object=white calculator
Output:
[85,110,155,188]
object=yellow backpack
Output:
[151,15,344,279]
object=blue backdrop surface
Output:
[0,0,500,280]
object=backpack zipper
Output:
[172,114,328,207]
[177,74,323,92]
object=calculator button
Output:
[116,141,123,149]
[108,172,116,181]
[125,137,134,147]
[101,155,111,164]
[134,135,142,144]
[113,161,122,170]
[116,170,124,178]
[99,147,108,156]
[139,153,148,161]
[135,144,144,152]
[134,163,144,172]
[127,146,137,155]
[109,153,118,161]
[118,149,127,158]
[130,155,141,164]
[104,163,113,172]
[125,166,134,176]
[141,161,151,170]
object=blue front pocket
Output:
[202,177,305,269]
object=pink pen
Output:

▶ _REQUIREMENTS_: Could you edit the material above so that "calculator" becomes "adding machine" wherever it appears, leaving every other character unchanged?

▶ _RIGHT ANSWER_:
object=white adding machine
Output:
[85,110,155,188]
object=yellow backpack
Output:
[151,15,344,279]
object=blue backdrop surface
Output:
[0,0,500,280]
object=backpack zipper
Output:
[172,114,328,207]
[177,74,323,92]
object=adding machine button
Output:
[116,141,123,149]
[108,172,116,181]
[125,137,134,147]
[101,155,111,164]
[134,135,142,144]
[113,161,122,170]
[116,170,124,178]
[99,147,108,156]
[139,153,148,161]
[135,144,144,152]
[134,163,144,172]
[127,146,137,155]
[109,153,118,161]
[118,149,127,158]
[130,155,141,164]
[104,163,113,172]
[125,166,134,176]
[141,161,151,170]
object=blue front pocket
Output:
[202,177,305,269]
object=pink pen
Output:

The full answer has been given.